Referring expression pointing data
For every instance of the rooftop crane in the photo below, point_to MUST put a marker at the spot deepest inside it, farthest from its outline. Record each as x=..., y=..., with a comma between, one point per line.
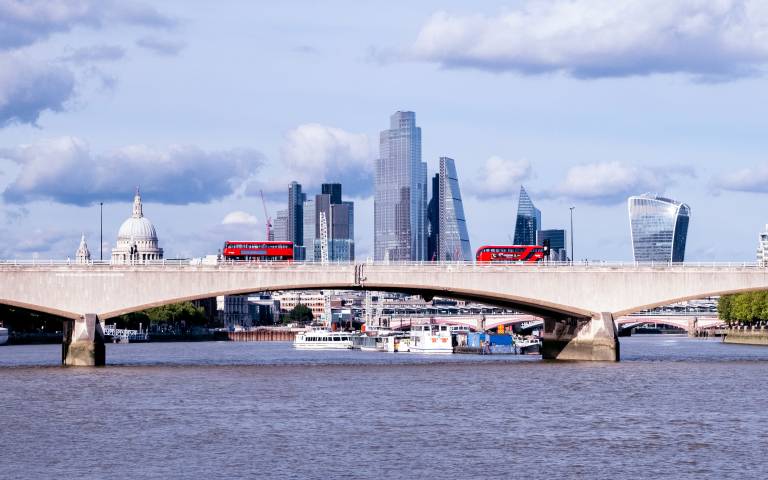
x=267, y=218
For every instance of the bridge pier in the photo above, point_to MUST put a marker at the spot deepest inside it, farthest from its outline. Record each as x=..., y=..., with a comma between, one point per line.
x=594, y=339
x=83, y=343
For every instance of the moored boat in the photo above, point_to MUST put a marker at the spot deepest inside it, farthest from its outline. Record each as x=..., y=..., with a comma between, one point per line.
x=431, y=338
x=322, y=339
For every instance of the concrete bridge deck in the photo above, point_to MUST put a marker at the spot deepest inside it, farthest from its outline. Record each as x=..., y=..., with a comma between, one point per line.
x=577, y=301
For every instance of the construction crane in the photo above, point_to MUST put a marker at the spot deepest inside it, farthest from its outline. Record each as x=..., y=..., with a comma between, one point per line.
x=327, y=312
x=267, y=218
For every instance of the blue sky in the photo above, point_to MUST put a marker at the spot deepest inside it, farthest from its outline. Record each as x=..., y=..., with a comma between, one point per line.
x=585, y=102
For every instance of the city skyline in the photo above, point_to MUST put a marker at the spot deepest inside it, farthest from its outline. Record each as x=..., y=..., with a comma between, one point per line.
x=202, y=142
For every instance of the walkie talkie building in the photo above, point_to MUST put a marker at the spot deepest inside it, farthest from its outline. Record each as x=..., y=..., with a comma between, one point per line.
x=659, y=228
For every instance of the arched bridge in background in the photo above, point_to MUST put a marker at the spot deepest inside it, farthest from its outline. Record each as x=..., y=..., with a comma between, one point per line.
x=578, y=302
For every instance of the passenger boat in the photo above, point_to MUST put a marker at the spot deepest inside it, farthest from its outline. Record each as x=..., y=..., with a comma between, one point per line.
x=323, y=339
x=382, y=341
x=431, y=339
x=526, y=346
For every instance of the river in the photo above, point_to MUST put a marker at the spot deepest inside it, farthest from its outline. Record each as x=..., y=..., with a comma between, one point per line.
x=674, y=407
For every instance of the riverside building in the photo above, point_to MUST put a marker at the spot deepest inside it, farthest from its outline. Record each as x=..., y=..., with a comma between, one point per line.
x=659, y=228
x=400, y=202
x=762, y=248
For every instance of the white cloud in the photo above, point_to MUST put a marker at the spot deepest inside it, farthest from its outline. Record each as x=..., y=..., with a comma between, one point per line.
x=499, y=177
x=161, y=46
x=613, y=182
x=314, y=153
x=239, y=217
x=23, y=23
x=752, y=179
x=27, y=90
x=604, y=38
x=66, y=171
x=95, y=53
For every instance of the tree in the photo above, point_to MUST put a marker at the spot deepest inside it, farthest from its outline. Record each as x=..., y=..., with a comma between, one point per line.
x=299, y=314
x=174, y=315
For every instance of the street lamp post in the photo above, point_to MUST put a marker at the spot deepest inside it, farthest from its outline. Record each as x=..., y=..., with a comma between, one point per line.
x=101, y=231
x=573, y=257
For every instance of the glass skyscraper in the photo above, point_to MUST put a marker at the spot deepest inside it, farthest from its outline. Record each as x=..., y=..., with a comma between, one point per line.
x=400, y=204
x=340, y=222
x=659, y=228
x=453, y=238
x=433, y=219
x=296, y=219
x=309, y=229
x=528, y=220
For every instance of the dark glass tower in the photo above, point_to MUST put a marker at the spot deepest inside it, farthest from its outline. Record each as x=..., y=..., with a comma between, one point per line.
x=659, y=228
x=400, y=204
x=528, y=220
x=453, y=237
x=296, y=219
x=433, y=212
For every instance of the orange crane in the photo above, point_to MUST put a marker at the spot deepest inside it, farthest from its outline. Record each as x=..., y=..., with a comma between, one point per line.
x=267, y=218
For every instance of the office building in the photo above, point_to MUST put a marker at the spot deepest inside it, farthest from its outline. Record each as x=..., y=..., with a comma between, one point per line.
x=332, y=189
x=233, y=311
x=762, y=248
x=296, y=219
x=433, y=219
x=659, y=228
x=340, y=223
x=528, y=220
x=400, y=202
x=555, y=238
x=453, y=237
x=280, y=226
x=309, y=230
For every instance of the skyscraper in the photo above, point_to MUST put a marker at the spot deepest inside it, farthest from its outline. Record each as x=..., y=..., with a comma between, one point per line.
x=453, y=238
x=332, y=189
x=528, y=220
x=400, y=204
x=433, y=219
x=340, y=218
x=296, y=219
x=309, y=230
x=280, y=226
x=659, y=228
x=556, y=240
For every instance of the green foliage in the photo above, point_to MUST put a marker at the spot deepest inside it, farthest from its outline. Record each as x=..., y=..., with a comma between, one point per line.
x=300, y=314
x=748, y=307
x=172, y=315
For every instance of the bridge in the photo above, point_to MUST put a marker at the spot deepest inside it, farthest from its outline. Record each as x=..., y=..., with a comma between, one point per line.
x=578, y=302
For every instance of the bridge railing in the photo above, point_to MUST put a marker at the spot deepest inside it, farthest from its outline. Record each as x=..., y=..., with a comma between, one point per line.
x=382, y=266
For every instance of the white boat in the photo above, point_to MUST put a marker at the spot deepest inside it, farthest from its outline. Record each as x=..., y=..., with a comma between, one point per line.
x=431, y=339
x=527, y=345
x=322, y=339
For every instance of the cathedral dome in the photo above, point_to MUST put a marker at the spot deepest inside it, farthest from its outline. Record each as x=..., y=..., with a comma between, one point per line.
x=137, y=238
x=138, y=229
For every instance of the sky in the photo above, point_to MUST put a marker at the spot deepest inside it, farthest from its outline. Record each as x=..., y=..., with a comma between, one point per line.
x=205, y=104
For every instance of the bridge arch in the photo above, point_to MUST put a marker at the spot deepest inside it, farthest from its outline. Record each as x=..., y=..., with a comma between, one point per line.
x=526, y=305
x=698, y=296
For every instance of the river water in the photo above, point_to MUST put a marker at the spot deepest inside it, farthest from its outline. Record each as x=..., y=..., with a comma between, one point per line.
x=672, y=408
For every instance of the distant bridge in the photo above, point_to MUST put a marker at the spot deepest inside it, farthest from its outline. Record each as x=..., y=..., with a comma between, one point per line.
x=578, y=302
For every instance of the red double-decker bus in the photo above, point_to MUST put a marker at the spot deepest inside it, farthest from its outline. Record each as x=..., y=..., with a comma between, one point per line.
x=510, y=253
x=258, y=251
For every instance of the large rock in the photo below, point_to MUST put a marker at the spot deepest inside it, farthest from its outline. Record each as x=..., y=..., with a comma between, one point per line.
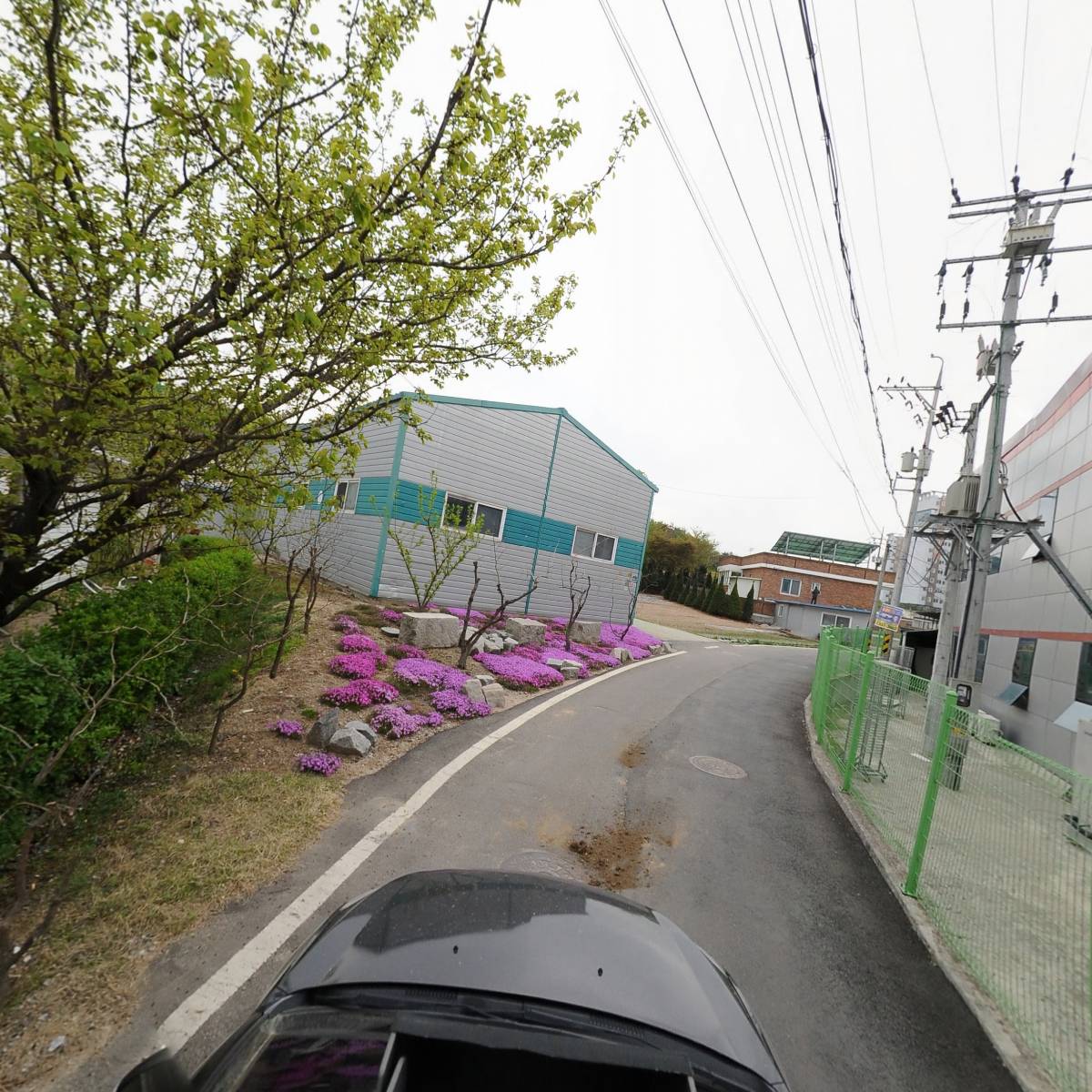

▸ WHAT IS EXPECTED
Return the entries above exactly and in full; do not include images.

▸ COMPLETED TASK
For every instance of the rooftop crane in the photo below, point_to MUST put a marker at the spot deepest inside it, farthest from its outline. Record each as x=..., y=..., with a comma between, one point per line.
x=267, y=218
For every instance of the bridge pier in the photo above, point_to MUST put a marker at the spot deepest inside it, farthest from its outline. Record each as x=..., y=..., with a comma between, one point per line.
x=594, y=339
x=83, y=343
For every instance of the moored boat in the photo above, point_to MUST put a marker at the spot deepest inside it, farthest from its outline. Record each as x=..., y=..., with a comma between, one point per line.
x=431, y=338
x=322, y=339
For every instance of the concrete bridge deck in the photo above, point_to MUST put a marker at the spot deepest inside it, farthest from its outline. Record each as x=..., y=..., with a comma between, one point per line.
x=577, y=301
For every instance of the construction crane in the photo above, point_to MUST put a marker at the spot deepest inside it, farthest from its outline. Record each as x=..., y=..., with a comma between, one point per line.
x=327, y=312
x=267, y=218
For every instance of the blue sky in the photo above, point_to MUST put a marker at the spot deepest inside it, farthest from its outline. Record each as x=..., y=..., with a comma between, one point per line.
x=585, y=102
For every instance of the city skyline in the photo above, point_to MUST put a marker at the spot deepest inside it, farthest from its outline. Record each as x=..., y=..., with a comma between, one point per line.
x=202, y=142
For every instance of the walkie talkie building in the photo above, point_to MUST put a marker at the spot deepest inside it, farthest from its outline. Record each as x=..., y=..., with a comma between, one point per line.
x=659, y=228
For every instance of the arched bridge in background in the photo above, point_to MUST put a marker at the spot deepest inside it, farthest from its outline. Record each as x=..., y=..., with a comma between, one point per line.
x=578, y=302
For every instance of the passenger boat in the photo above, point_to MUST put a marker at the spot deepest inside it, farthest from its outline. Record each as x=..., y=..., with a comma between, one point per line.
x=323, y=339
x=382, y=341
x=431, y=339
x=526, y=346
For every instance of the river in the photo above, point_to MUST put a marker at the spot deepest inside it, farthest from its outline. Record each as x=..., y=..., with a comma between, one point per line.
x=674, y=407
For every instance of the riverside building in the photo above, point_to MUST put a marker at the spot deepest inside it, farthest from its outline. Record each as x=..., y=..., with a comma between, one point per line.
x=659, y=228
x=400, y=202
x=762, y=248
For every instance of the white cloud in the photo above, point_to MUST put a marker at the spot deepest inside it, farthest from its outline. Record each as x=..., y=..., with a comma between, one point per line.
x=499, y=177
x=161, y=46
x=613, y=182
x=314, y=153
x=239, y=217
x=23, y=23
x=752, y=179
x=27, y=90
x=604, y=38
x=66, y=171
x=95, y=53
For every instance of the tree in the photo above, point_to MUST put a marker at the spot deepest inside it, farthest from its outline. Record each as x=..., y=..., with a comma between, one point per line.
x=299, y=314
x=174, y=315
For every instance of the street lamp post in the photo above, point_to MUST put a marker at the spot deepest inside it, farthest from its outline. Record each as x=..., y=..., with a comma between, one point per line.
x=101, y=231
x=573, y=257
For every instance of the glass skyscraper in the photo above, point_to MUST put a marker at the spot deepest inside it, farthest from its outline. Record each as x=..., y=..., with a comma between, one point per line.
x=400, y=204
x=340, y=222
x=659, y=228
x=453, y=238
x=433, y=219
x=296, y=219
x=309, y=229
x=528, y=220
For every instance of the dark glass tower in the photo above, point_to MUST put a marker at the spot deepest inside it, farthest from its outline. Record each as x=..., y=..., with a comma between, one point per line.
x=659, y=228
x=400, y=204
x=528, y=220
x=453, y=237
x=296, y=219
x=433, y=212
For every instance of the orange crane in the photo above, point_to MUST put a marker at the spot deepest inside it, farthest from its outline. Record each as x=..., y=..., with a comma between, one point per line.
x=267, y=218
For every instance of the office building in the photo above, point_to MUST put a marker at the spot deepest inside it, farthest from its outline. Record each as x=..., y=..., with a comma between, one point per line.
x=332, y=189
x=233, y=311
x=762, y=248
x=296, y=219
x=433, y=219
x=659, y=228
x=340, y=223
x=528, y=220
x=400, y=202
x=555, y=238
x=453, y=237
x=280, y=226
x=309, y=230
For every instance of the skyscraper in the photo above, point_to MUST put a marker at the spot deepest inside it, farthest from its outline. Record each as x=..., y=..., with a comma between, one point per line.
x=453, y=238
x=332, y=189
x=528, y=220
x=400, y=204
x=433, y=219
x=340, y=218
x=296, y=219
x=309, y=230
x=280, y=226
x=659, y=228
x=556, y=240
For every instance of the green foliage in the photo above, point_to MUST put a marker at the spot deepest inside it, farthest from its outline. Record each as x=..., y=..., with a comma between, one point per line.
x=300, y=314
x=748, y=307
x=172, y=315
For every instance of the bridge in the photo above, point_to MUST put a marker at the spot deepest inside it, farthest from its outline. Record each as x=..., y=..., with a comma between, one point per line.
x=578, y=302
For every instance of the bridge railing in the photo above, point_to MUST put a marker at the spot deepest inside it, farthest from its outline. Record each as x=..., y=..., with a comma between, one point per line.
x=382, y=266
For every instance of the white boat in the photo above, point_to MUST put a marker at the spot deepest inside it, farthest from its outline. Record each as x=..., y=..., with a comma between, one point per line.
x=431, y=339
x=527, y=345
x=322, y=339
For every instance of the cathedral dome in the photo above, point_to MUST put a marker at the spot deepest inside it, farthest from its outline. Record each as x=..., y=..., with a comma between, one point per line.
x=137, y=238
x=138, y=229
For every instance of the sky in the photo above, point_to MUST put a marker at the spot deepest inside it, farthest from its outline. Record each as x=..., y=..., with a comma between, one point per line.
x=205, y=104
For every instance of the bridge arch in the photo above, point_to MUST put a marker at the spot deepest inside it, farthest from its outline. Record each as x=..., y=..., with a comma between, one point per line.
x=526, y=305
x=698, y=296
For every instance of the river water in the photo above, point_to MUST put a marker at the spot deepest inside it, farthest from its outline. Record each as x=..., y=..., with a comma between, one point per line.
x=672, y=408
For every instance of the distant bridge in the photo above, point_to MUST put a marker at the spot deepest inside it, farthest from its outline. Record each as x=..., y=..., with a comma between, one point per line.
x=578, y=302
For every instance of the red double-decker bus in the photo above, point_to MUST put a marker at the spot deepest inside it, farthest from its outline. Record each as x=..., y=..., with a comma between, one point per line.
x=510, y=253
x=258, y=251
For every instance of the large rock in the photo below, point_to MUST put a marker at the spot deepest inside it, farthest from its outline. Record each as x=..., y=..., with a comma between, one point per line.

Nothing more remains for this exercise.